--- Start of SOURCE RECORDS ---

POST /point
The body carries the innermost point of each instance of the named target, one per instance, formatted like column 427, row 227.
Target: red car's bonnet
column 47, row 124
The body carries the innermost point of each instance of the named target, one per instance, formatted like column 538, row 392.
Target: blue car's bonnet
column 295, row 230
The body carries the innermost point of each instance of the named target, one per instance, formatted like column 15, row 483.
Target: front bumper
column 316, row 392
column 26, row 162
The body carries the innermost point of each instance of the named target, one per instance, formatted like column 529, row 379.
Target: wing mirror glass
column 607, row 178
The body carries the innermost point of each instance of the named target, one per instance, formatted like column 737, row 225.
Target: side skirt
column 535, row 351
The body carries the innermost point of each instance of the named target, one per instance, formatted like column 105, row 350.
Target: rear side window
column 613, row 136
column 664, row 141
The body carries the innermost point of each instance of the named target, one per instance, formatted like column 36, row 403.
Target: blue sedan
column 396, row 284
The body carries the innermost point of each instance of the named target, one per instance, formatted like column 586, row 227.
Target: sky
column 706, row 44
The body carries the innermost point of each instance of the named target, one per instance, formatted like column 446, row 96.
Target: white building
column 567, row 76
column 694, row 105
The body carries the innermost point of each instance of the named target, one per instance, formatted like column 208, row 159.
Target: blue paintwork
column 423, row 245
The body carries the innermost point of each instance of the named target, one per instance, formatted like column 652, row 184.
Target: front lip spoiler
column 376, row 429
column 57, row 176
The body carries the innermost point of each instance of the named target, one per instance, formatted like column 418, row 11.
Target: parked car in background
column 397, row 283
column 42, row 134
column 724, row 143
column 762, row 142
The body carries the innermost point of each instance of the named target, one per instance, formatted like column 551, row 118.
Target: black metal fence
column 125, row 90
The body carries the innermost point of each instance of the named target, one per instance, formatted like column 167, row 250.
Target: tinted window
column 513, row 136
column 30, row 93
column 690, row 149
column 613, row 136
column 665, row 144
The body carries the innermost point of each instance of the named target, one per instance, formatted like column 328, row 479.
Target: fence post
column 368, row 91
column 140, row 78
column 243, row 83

--- End of SOURCE RECORDS ---

▶ _DIRECTIONS FOR THIS TASK_: Quote every line of the listing above word for word.

▶ _TASK OUTPUT_:
POST /point
The body carries the innermost point of each instance of the named target, one per instance, formatted like column 427, row 227.
Target: red car's bonnet
column 47, row 124
The body carries the innermost point of each instance of the named target, one per instance, formatted like column 538, row 392.
Target: blue car's bonnet
column 295, row 230
The body carries the innermost point of each instance of the named target, one per instance, formatted like column 15, row 483.
Target: front bumper
column 316, row 392
column 26, row 162
The body carries the innermost point of each instance of the named target, one per instance, formatted like column 529, row 379.
Target: wing mirror glass
column 607, row 178
The body carries the innermost point of each instance of the named target, one per instance, formatted like column 737, row 225.
Target: side skirt
column 535, row 351
The body carries the innermost point of each instance of the named target, one per instance, formatted like column 105, row 350.
Target: rear side window
column 613, row 136
column 664, row 141
The body carries the innermost point of each instance of the named target, one per instance, formatted like column 36, row 403.
Target: blue sedan
column 396, row 284
The body carries the innermost point of each instance of the named target, one per instance, formatted like column 586, row 227.
Target: sky
column 706, row 44
The body carries the innermost point of each instance of the named target, one per instance, formatted like column 446, row 96.
Target: white building
column 567, row 76
column 694, row 105
The body carries the innermost point of each instance of the named target, one per instance, formatted like column 208, row 159.
Target: blue paintwork
column 423, row 245
The body carries the innermost point of each instance of the named target, one per instance, formatted like column 652, row 184.
Target: front lip spoiler
column 376, row 429
column 57, row 176
The body carries the innermost point of each instance of the named target, one per instance, formatted like column 418, row 11.
Target: parked car in background
column 397, row 283
column 42, row 134
column 724, row 143
column 762, row 142
The body carries the innermost point of each instance of the named target, one per instance, formatted like column 551, row 118.
Target: black metal fence
column 125, row 90
The body carries the innermost point of each instance of the named target, one per instance, formatted like column 167, row 250.
Target: tinted window
column 513, row 136
column 30, row 93
column 690, row 149
column 613, row 136
column 665, row 144
The body carries the innermost point of each instance of the named target, one per instance, formatted like column 328, row 479.
Target: fence post
column 368, row 91
column 140, row 78
column 243, row 83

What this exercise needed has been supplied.